▶ [Extracted text]:
** BEGIN **

Everyone loves a challengeit seems to bring out energy in us we did not realize existed. Jerry Ottaway of Wichita, Kansas, is no exception to this rule. When Jerry and his father, Herb Ottaway, located an 1894 Herchell Spillman steam carousel deteriorating in Missouri, it seemed just what was needed to get the adrenalin flowing once again.

The Ottaway family has, for generations, been recognized as an authority on the care and the operation of anything that is powered with steam. Jerry's grandfather, L.A. Ottaway, was a dedicated steam man. Jerry's uncle, Harold Ottaway, and his father, Herb Ottaway, were the driving force behind the famous Ottaway Amusement Trains. Herb is also a world renowned steam car expert. Jerry's son, Scott, spent many, many hours this past summer assisting with the restoration of the steam carousel. Their wives also take an active part. Jerry's grandchildren enjoy riding the carousel but, at this point in time, are a bit young to be of assistance. They support the projects as well as assist with its safe operation.

This particular steam carousel is one of six remaining in the nation. It is powered by an upright 10 HP steam engine which is harnessed to a 150 foot cable beneath a wide platform which is shaped like a track. Thus the name 'track merry-go-round' is given to this particular type.

The horses number twenty-four. There is much work left to do with the horses, but they were in good enough condition for the 1987 Labor Day event. They were minus tails how many of you have ever had to find tails for twenty-four horses? Well, Jerry finally located them up in South Dakota and they arrived just in time for the show.

Scott Ottaway rides with daughter on steam carousel at Terning's Annual Show over the Labor Day Weekend in Valley Center, Kansas. Photo courtesy Arkansas Valley News, Valley Center, Kansas, Vada Snider photographer.

Many happy patrons enjoyed the ride.

Herb Ottaway giving rides in his locomobile, past the restored carousel in background. Photo courtesy Melissa Lear of Garden City, Kansas.

** END **

▶ [Given records]:
** BEGIN **

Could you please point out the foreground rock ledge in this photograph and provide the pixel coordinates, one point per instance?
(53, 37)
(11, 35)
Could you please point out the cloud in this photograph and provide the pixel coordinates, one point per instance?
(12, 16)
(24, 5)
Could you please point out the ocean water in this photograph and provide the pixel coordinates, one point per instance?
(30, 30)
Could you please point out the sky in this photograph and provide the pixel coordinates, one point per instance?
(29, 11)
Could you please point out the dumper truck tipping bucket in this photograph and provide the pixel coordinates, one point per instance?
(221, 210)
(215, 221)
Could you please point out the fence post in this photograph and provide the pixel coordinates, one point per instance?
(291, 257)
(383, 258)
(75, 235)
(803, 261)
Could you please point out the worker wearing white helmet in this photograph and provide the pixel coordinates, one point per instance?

** END **

▶ [Given problem 1]:
In the piece on the Ottaway steam carousel, repeat word for word the part that opens with the words containing "The Ottaway family" and closes with "its safe operation.".
▶ [Given problem 2]:
Carry the article about the Ottaway family's steam carousel forward from where it stops, and write the next part.

▶ [Written response 1]:
The Ottaway family has, for generations, been recognized as an authority on the care and the operation of anything that is powered with steam. Jerry's grandfather, L.A. Ottaway, was a dedicated steam man. Jerry's uncle, Harold Ottaway, and his father, Herb Ottaway, were the driving force behind the famous Ottaway Amusement Trains. Herb is also a world renowned steam car expert. Jerry's son, Scott, spent many, many hours this past summer assisting with the restoration of the steam carousel. Their wives also take an active part. Jerry's grandchildren enjoy riding the carousel but, at this point in time, are a bit young to be of assistance. They support the projects as well as assist with its safe operation.

▶ [Written response 2]:
Jess Gibbs, 92, of Wichita, Kansas assisted with the restoration of this steam carousel. Mr. Gibbs operated the steam carousels as a teenager. In fact, the magnificent organ which played and amazed show goers was built by Mr. Gibbs seven years ago. By the age of twenty-five, Mr. Gibbs had saved $2,000.00 which was enough to purchase his own steam carousel. He recalls that a nickel bought a customer one ride and a quarter bought six. The invention of the electric powered rides put Mr. Gibbs out of business. Much to his dismay, he had to abandon his carousel because he could not afford to hire help to assist with taking it down and hauling it on to the next show. This was very tragic. When Mr. Gibbs was given the opportunity to assist with this carousel, it was a dream come true for him to once again see a steam carousel being brought back to life.

When the carousel was entirely set up and in full operation, the many people responsible just stood back in complete amazement. As the organ played its many tunes and the horses moved back and forth, it really was a sight to see.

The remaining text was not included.